Once the records have been read, set every one down as it stands.

(Dataset entries)
Start of Block
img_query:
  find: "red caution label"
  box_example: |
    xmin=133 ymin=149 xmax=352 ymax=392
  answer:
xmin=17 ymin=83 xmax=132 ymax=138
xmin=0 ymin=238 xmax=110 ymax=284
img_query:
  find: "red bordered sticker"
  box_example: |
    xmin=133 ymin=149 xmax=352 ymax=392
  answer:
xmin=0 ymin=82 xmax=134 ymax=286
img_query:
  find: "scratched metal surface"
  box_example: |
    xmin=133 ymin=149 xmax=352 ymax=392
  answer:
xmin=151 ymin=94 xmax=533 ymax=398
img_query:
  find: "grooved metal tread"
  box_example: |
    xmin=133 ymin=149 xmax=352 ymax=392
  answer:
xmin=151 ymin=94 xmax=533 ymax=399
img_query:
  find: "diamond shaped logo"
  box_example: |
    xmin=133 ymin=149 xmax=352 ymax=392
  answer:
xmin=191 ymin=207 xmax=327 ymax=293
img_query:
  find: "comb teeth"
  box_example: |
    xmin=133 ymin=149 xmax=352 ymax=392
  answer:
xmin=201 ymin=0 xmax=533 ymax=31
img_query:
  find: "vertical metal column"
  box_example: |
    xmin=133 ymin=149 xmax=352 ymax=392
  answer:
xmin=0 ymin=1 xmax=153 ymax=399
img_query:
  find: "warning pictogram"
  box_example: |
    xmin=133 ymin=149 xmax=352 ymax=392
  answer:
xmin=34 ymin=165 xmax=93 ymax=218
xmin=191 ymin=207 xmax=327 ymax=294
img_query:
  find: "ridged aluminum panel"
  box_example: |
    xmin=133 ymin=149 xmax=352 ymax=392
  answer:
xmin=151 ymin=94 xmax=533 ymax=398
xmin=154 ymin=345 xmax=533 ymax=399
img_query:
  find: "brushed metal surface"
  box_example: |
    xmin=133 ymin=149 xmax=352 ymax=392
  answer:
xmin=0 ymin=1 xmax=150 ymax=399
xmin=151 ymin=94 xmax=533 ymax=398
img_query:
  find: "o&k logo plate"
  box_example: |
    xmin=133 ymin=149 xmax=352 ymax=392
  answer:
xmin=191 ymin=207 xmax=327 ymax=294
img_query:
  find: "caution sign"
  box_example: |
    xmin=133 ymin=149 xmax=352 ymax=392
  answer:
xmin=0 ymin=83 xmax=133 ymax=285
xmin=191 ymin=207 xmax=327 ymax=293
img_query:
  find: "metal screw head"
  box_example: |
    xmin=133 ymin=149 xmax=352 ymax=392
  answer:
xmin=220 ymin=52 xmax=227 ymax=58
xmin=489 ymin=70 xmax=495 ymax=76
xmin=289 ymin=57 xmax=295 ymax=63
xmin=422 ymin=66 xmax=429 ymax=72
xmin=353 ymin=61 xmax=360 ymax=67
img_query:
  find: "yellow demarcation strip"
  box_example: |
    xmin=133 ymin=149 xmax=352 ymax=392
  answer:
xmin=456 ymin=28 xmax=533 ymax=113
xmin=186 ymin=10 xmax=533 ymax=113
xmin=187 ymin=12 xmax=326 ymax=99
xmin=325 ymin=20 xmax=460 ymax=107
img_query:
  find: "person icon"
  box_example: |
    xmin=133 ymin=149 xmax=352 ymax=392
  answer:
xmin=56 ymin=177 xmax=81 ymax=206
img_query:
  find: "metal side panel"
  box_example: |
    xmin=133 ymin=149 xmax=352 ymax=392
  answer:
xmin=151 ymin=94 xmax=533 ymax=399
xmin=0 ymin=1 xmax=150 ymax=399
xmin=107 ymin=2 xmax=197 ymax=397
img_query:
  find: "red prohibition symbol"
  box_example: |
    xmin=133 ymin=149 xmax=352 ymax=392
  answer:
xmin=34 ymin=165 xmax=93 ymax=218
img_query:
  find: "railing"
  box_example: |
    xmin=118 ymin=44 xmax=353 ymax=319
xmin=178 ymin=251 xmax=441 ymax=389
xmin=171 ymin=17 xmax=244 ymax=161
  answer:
End of Block
Reply:
img_query:
  find: "red caution label"
  box_example: |
    xmin=133 ymin=149 xmax=352 ymax=392
  answer:
xmin=17 ymin=83 xmax=132 ymax=138
xmin=0 ymin=238 xmax=110 ymax=284
img_query:
  find: "red bordered sticker"
  box_example: |
    xmin=133 ymin=149 xmax=352 ymax=392
  answer:
xmin=0 ymin=82 xmax=134 ymax=286
img_query:
  find: "scratched metal surface"
  box_example: |
    xmin=133 ymin=149 xmax=352 ymax=392
  answer:
xmin=151 ymin=94 xmax=533 ymax=398
img_query:
  find: "grooved metal tread"
  box_example: |
    xmin=133 ymin=149 xmax=352 ymax=392
  answer:
xmin=151 ymin=94 xmax=533 ymax=399
img_query:
  find: "diamond shaped logo"
  box_example: |
    xmin=133 ymin=149 xmax=352 ymax=392
  answer:
xmin=191 ymin=207 xmax=327 ymax=293
img_query:
  find: "comb teeth"
  box_example: |
    xmin=133 ymin=149 xmax=352 ymax=392
  answer:
xmin=201 ymin=0 xmax=533 ymax=31
img_query:
  find: "vertical metal column"
  box_example: |
    xmin=133 ymin=149 xmax=352 ymax=392
  answer:
xmin=0 ymin=1 xmax=153 ymax=399
img_query:
  find: "warning pictogram"
  box_example: |
    xmin=133 ymin=149 xmax=352 ymax=392
  answer:
xmin=34 ymin=165 xmax=93 ymax=218
xmin=191 ymin=207 xmax=327 ymax=294
img_query:
  find: "ridged aluminum panel"
  box_example: |
    xmin=133 ymin=149 xmax=352 ymax=392
  answer:
xmin=151 ymin=94 xmax=533 ymax=398
xmin=154 ymin=345 xmax=533 ymax=399
img_query:
  find: "brushed metal surface"
  box_example: |
    xmin=133 ymin=149 xmax=352 ymax=392
  answer:
xmin=0 ymin=1 xmax=150 ymax=399
xmin=151 ymin=94 xmax=533 ymax=398
img_query:
  find: "o&k logo plate"
  box_example: |
    xmin=133 ymin=149 xmax=352 ymax=392
  answer:
xmin=191 ymin=207 xmax=327 ymax=294
img_query:
  find: "caution sign"
  box_example: |
    xmin=133 ymin=149 xmax=352 ymax=392
  answer:
xmin=0 ymin=83 xmax=133 ymax=285
xmin=191 ymin=207 xmax=327 ymax=293
img_query:
  find: "metal screw head"
  box_example: |
    xmin=133 ymin=149 xmax=352 ymax=392
  answer:
xmin=220 ymin=52 xmax=227 ymax=58
xmin=489 ymin=70 xmax=495 ymax=76
xmin=289 ymin=57 xmax=295 ymax=63
xmin=422 ymin=66 xmax=429 ymax=72
xmin=353 ymin=61 xmax=360 ymax=67
img_query:
  find: "yellow demarcation strip"
  box_example: |
    xmin=133 ymin=149 xmax=352 ymax=392
  answer:
xmin=456 ymin=28 xmax=533 ymax=113
xmin=186 ymin=10 xmax=533 ymax=113
xmin=187 ymin=12 xmax=326 ymax=99
xmin=325 ymin=20 xmax=460 ymax=107
img_query:
  find: "person icon"
  box_example: |
    xmin=133 ymin=149 xmax=352 ymax=392
  answer:
xmin=56 ymin=177 xmax=81 ymax=206
img_query:
  find: "metal side panel"
  box_example: |
    xmin=133 ymin=149 xmax=352 ymax=392
  answer:
xmin=151 ymin=94 xmax=533 ymax=399
xmin=0 ymin=1 xmax=150 ymax=399
xmin=107 ymin=2 xmax=197 ymax=397
img_query:
  find: "red prohibition symbol"
  box_example: |
    xmin=133 ymin=149 xmax=352 ymax=392
  answer:
xmin=34 ymin=165 xmax=93 ymax=218
img_query:
  find: "railing"
  box_example: |
    xmin=118 ymin=44 xmax=353 ymax=319
xmin=178 ymin=251 xmax=441 ymax=389
xmin=171 ymin=17 xmax=244 ymax=161
  answer:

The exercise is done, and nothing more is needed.